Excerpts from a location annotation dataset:
────
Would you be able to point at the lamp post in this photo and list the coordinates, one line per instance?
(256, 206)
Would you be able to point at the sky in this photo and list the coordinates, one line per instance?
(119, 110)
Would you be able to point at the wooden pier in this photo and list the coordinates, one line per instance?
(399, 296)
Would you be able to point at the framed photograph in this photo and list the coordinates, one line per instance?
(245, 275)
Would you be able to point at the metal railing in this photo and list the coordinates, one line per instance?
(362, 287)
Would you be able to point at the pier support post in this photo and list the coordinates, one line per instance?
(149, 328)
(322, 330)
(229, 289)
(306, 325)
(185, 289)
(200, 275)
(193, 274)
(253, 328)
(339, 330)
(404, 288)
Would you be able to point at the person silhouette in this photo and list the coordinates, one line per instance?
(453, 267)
────
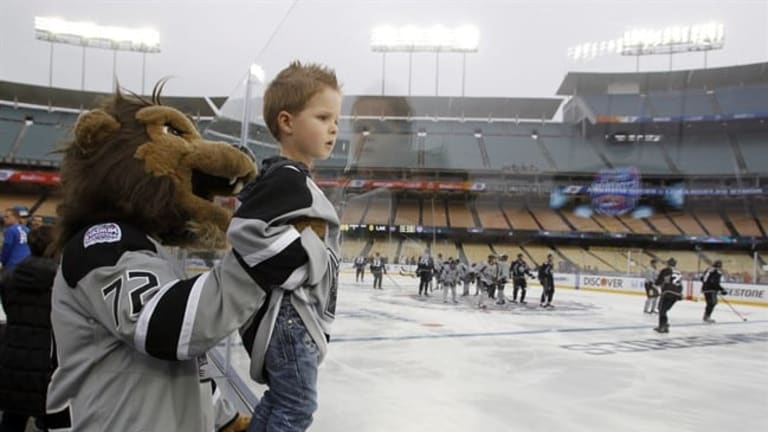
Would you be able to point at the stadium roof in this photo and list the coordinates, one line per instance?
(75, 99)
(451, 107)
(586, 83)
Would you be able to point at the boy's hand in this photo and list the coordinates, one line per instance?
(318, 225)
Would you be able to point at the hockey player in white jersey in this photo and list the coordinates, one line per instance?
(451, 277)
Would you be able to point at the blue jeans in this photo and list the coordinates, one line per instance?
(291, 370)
────
* **TASK INSTRUCTIONS**: How many lines of the material above contain the string "post", counting only matches in the same case? Reply with the number alone.

* **RESULT BELOW**: 2